But even towards the last embers of Shettima’s reign, the insurgents devised a strategy. They came first with “innocuous” girls blowing themselves up in markets and mosques, and they started to regroup and recruit and excavate resources from shadowy places. Suddenly they built redoubts of terror in bushes and across the borders.
Enter Zulum, and the war has taken up notches. It must be frustrating to him that he has toured the 27 local governments, and has embarked on an avalanche of activities since May 29. Yet for Zulum, how did it feel that in a feisty place like Konduga where he has constructed a school, distributed food items in IDP camps, built healthcare and housing units and turned the dry lands into watery boreholes. Then the people had to kneel under the fires of insurgents who laid waste some of the gains. In Bama, he has rehabilitated the technical college, rebuilt its bridges and excavated the Banki town. Yet we know that the goons made forays into the land.

■ **Exercise data**:
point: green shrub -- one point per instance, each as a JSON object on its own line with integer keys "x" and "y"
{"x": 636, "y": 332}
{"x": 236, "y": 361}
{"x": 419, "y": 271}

■ **Brief 1**:
Answer these from the text about Zulum:
(a) In what places did the girls blow themselves up?
(b) How many local governments has Zulum toured?
(c) What did Zulum rehabilitate in Bama?
■ **Brief 2**:
List every action the text about Zulum says he took in Bama.

■ **Response 1**:
(a) In markets and mosques.
(b) 27.
(c) The technical college.

■ **Response 2**:
- He rehabilitated the technical college.
- He rebuilt its bridges.
- He excavated the Banki town.